- [YOUR OBJECTIVE]:
The line with "Practice step: identify the small rock" marks where to begin; print it and all lines after it in the material below exactly, skipping pictures.
++++
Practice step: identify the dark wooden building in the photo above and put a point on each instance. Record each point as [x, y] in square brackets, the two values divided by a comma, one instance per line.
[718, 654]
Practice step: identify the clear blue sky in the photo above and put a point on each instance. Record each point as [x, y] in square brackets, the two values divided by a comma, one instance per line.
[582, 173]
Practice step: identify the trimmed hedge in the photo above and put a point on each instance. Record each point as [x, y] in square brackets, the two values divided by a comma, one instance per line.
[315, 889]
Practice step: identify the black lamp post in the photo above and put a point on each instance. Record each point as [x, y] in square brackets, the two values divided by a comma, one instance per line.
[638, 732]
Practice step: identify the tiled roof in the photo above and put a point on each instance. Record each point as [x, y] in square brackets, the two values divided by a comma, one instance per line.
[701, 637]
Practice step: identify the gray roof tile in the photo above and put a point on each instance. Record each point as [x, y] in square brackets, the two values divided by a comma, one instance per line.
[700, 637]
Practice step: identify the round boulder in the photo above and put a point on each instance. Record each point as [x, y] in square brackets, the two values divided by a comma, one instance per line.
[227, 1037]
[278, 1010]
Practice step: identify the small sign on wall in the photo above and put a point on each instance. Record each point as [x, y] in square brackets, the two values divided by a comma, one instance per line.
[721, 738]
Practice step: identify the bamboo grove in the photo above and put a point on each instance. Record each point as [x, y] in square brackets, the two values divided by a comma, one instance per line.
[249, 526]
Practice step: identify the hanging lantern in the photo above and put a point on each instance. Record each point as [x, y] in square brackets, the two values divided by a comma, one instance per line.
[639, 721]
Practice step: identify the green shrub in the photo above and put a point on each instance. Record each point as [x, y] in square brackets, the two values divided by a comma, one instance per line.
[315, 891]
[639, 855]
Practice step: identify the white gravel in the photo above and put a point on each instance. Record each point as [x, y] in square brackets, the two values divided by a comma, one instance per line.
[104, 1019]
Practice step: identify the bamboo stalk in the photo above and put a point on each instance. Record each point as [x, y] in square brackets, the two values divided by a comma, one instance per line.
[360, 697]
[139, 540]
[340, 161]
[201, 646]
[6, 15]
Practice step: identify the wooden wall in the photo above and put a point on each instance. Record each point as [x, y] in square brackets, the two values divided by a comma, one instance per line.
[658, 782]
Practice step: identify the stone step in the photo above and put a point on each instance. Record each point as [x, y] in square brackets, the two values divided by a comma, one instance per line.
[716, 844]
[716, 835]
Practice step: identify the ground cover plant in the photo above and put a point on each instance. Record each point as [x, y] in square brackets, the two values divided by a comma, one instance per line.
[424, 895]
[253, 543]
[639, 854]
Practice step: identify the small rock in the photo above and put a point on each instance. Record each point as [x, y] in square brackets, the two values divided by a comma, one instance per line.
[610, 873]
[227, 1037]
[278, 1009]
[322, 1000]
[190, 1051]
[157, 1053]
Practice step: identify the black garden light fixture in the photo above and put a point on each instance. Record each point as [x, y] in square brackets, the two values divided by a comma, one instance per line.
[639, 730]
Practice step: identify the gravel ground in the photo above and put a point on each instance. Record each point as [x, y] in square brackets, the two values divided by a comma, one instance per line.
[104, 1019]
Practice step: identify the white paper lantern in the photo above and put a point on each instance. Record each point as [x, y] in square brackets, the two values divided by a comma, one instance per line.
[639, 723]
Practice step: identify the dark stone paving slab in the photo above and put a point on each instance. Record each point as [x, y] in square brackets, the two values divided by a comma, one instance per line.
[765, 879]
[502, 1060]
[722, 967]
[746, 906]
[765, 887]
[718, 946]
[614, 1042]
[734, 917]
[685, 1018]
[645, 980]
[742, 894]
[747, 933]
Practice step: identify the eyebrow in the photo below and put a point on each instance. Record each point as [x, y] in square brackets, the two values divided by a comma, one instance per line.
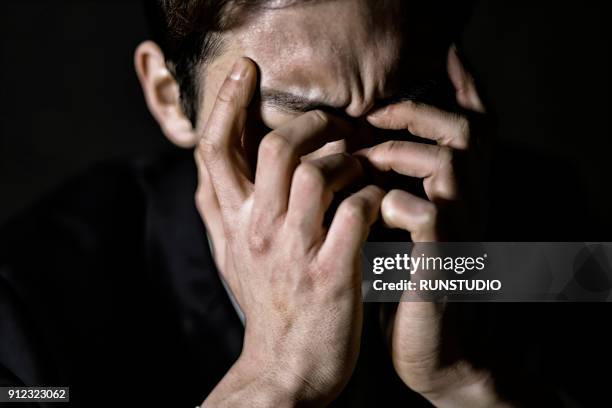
++++
- [TASK OUTPUT]:
Practice step: identify the small rock in the photo above and put a point on each instance. Record each point as [x, y] in square brackets, the two values divided by a comma, one instance per line.
[610, 873]
[227, 1037]
[278, 1009]
[322, 1000]
[190, 1051]
[157, 1053]
Practice step: identify the black garden light fixture in the photo above and put a point on each instance. Record each point as [x, y] in square brackets, the two values divided by a comma, one instance per line.
[639, 730]
Practice step: identify the gravel ground in the photo above and put a point on each instance. Record each point as [x, y] in square brackets, the two values divided by a comma, one instance per line.
[104, 1019]
Practice step: identify the white paper lantern in the photo above and put a point on each instance. Record each point as [x, y] in square brackets, the two values divided by a comma, one instance per line.
[639, 723]
Practice step: identify the dark stone paving slab in the photo above and put a point on each instance. Record each point as [x, y] in square brackets, the two values divided by a comma, one instance per line.
[765, 879]
[502, 1060]
[722, 967]
[746, 906]
[765, 887]
[718, 946]
[614, 1042]
[734, 917]
[685, 1018]
[645, 980]
[742, 894]
[747, 933]
Practice step: identify the eyebrow in the photo below and put a point on each instance. Record each point as [x, y] in square brackets, the two values divided by a comma, one instance per line.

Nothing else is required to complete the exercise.